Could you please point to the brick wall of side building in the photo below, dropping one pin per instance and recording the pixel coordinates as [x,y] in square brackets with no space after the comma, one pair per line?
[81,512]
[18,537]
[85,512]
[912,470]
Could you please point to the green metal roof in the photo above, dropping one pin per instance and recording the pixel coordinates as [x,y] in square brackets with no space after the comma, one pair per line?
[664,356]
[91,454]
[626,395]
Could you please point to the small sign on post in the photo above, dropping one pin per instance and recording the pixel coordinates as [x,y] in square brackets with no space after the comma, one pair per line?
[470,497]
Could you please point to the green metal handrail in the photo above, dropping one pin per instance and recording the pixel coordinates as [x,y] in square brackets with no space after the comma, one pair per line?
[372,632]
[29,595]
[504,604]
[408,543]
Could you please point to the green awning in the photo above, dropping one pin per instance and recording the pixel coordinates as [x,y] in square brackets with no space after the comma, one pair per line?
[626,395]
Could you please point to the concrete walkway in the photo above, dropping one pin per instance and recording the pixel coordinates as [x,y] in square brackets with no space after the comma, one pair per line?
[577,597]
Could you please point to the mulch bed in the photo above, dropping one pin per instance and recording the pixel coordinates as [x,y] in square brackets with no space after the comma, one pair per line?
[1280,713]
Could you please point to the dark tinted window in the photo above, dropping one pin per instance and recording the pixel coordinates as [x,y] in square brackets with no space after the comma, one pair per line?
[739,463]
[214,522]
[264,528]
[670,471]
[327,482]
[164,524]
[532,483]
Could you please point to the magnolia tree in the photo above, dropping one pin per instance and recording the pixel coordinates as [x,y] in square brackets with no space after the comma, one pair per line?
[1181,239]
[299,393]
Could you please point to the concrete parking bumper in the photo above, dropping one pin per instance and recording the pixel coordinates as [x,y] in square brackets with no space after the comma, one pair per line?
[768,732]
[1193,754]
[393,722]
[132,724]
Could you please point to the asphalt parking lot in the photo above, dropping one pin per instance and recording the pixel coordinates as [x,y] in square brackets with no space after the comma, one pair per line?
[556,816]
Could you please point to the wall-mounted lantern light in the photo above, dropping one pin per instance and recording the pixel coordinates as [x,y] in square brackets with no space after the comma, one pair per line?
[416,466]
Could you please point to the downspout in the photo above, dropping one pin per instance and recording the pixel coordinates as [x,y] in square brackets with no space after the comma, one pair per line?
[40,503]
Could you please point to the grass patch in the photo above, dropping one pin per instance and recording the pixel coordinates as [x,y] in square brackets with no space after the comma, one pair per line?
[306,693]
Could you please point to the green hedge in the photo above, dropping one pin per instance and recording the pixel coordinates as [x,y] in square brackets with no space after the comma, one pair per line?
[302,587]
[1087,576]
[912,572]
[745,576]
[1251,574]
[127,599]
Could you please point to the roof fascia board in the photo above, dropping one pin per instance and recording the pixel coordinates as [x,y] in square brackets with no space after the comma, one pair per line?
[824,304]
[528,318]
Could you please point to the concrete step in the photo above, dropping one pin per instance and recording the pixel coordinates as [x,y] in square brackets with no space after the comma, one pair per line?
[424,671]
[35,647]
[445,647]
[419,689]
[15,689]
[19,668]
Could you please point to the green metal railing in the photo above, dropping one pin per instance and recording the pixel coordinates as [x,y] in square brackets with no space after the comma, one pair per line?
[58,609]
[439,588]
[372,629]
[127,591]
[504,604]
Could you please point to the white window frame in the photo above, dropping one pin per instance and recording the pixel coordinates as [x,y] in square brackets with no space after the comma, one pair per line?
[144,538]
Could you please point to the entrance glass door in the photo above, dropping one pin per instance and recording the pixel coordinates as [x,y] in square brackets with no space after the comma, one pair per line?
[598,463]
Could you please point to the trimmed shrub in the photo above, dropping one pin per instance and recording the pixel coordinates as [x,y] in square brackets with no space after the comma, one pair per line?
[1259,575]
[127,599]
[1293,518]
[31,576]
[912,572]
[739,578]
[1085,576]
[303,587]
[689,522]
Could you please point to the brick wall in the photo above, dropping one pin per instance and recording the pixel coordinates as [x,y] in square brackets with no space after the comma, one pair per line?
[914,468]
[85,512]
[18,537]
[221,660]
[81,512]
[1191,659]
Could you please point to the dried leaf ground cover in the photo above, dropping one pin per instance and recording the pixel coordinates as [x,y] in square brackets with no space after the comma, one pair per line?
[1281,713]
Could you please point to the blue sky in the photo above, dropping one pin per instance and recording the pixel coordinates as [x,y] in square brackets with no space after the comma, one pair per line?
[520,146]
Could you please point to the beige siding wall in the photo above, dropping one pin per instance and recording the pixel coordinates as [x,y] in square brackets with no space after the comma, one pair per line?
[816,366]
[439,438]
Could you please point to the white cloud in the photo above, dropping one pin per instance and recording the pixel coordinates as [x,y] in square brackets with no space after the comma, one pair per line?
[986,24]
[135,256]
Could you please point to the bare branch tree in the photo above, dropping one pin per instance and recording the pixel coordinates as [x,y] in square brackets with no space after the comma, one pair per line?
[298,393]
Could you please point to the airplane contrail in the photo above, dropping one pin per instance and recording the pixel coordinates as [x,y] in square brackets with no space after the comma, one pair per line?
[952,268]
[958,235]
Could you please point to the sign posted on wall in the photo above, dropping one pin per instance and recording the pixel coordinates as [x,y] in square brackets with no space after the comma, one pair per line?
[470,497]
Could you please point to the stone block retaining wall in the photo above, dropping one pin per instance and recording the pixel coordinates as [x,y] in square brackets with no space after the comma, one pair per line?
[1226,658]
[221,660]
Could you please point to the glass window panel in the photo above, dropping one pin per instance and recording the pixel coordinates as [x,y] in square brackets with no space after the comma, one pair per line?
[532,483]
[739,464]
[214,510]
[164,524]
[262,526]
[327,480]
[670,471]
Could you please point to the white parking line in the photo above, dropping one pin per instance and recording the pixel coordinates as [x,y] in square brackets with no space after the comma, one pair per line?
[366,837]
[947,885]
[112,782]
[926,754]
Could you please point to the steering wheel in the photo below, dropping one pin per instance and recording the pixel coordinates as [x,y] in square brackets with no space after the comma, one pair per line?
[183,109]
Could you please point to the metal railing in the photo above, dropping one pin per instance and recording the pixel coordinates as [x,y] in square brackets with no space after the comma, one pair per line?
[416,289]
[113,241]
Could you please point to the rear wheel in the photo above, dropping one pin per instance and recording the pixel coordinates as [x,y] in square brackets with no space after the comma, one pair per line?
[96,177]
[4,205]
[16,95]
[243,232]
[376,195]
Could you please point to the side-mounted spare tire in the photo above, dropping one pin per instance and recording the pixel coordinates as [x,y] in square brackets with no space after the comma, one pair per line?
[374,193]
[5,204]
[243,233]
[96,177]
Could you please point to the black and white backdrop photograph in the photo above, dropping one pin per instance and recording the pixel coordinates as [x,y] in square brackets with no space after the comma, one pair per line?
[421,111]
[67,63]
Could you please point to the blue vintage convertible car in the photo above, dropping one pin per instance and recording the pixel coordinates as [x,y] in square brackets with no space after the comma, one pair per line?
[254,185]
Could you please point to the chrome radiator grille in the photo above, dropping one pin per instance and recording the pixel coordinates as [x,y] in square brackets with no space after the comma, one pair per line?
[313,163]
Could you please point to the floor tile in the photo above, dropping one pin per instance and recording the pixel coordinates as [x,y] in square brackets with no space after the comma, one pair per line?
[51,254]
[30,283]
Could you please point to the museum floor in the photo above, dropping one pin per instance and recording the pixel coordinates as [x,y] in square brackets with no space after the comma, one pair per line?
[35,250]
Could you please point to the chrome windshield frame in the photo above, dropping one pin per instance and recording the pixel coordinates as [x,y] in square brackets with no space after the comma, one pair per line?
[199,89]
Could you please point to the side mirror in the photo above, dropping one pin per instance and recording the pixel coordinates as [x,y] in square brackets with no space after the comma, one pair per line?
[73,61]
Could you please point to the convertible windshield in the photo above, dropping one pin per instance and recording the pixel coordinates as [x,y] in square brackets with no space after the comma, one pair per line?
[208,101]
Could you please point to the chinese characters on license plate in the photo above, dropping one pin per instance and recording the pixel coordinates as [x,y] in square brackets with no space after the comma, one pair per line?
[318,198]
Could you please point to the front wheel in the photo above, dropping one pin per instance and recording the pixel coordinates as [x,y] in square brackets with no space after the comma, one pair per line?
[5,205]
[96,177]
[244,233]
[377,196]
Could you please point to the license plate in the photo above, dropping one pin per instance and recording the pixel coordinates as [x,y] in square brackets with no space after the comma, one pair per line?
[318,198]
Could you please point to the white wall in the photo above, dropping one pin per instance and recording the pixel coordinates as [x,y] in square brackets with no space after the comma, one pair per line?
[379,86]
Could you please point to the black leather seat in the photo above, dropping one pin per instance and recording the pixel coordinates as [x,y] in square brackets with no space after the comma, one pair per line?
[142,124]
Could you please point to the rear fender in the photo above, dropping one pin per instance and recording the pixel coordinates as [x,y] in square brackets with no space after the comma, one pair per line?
=======
Do this: Take the line with "Could you please point to the chrome windshield" and all lines after it to the last line, and reproduce them exactly.

Result for this task:
Could you please point to the chrome windshield frame in the photo above, dropping one pin per instance and recording the pixel coordinates as [x,y] in square brackets with no space after the comma, one pair per line?
[199,89]
Could you please point to the side mirror in the photo above, dropping one pin per instance and recording the pixel coordinates as [x,y] in square brackets with no space after the comma, one pair per line?
[73,61]
Could you please point to the convertible windshield in the photo above, dropping one pin per instance and recording the pixel coordinates as [x,y] in square brackets with no space after the comma, one pair per line?
[208,101]
Could you please point to the chinese characters on license plate in the photo above, dropping one pin per instance and recording the pixel coordinates as [x,y] in square brackets with no space after the comma, one pair per line?
[318,198]
Could you please point to the front wheel in the photo above, dropping one pin per instance and recording the pixel coordinates as [x,y] in square brackets with no space after the comma, one pair per line?
[5,205]
[96,177]
[244,233]
[377,196]
Could you please point to the license plate in the photo above, dropping one pin per instance and recording the pixel coordinates as [x,y] in square brackets with no space after the comma, one pair per line?
[318,198]
Could you please point to the white wall in the photo above, dropping one pin per instance and recording the pixel coordinates as [x,y] in square brackets with no space after the comma, one pair per line?
[379,86]
Could you please point to the black leather seat in the photo above, dropping one pin per instance and recording the pixel coordinates as [x,y] in square brackets with no space after the comma, one pair per line?
[142,124]
Could you please point to the rear fender in the photo above, dropping one pin per instance and recording the pixel coordinates as [x,y] in square brackets with no space after the comma, one pair per line?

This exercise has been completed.